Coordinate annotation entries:
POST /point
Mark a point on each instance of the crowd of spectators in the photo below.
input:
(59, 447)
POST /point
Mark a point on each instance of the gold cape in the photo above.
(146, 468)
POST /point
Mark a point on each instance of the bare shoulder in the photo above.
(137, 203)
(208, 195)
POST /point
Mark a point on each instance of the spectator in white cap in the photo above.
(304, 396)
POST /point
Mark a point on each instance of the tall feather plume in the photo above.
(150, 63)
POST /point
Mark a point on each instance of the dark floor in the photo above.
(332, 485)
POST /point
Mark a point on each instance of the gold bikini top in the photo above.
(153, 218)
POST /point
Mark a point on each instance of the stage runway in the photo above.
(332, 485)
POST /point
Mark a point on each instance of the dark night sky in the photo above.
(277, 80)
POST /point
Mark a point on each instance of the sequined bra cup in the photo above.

...

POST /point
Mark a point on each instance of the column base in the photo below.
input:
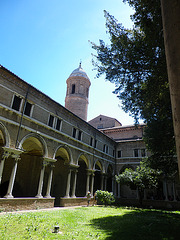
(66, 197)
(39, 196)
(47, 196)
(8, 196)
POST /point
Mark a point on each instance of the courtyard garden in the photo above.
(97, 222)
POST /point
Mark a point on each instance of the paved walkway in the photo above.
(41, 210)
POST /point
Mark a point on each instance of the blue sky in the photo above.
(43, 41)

▶ _Required task_: Gather every line in the items above that contains the word "dark". Count a line only when the letters match in case too.

▶ _Task solution_:
Mark a point on each instance of the dark floor in the photo above.
Mark a point on each instance of the dark night sky in the photo above.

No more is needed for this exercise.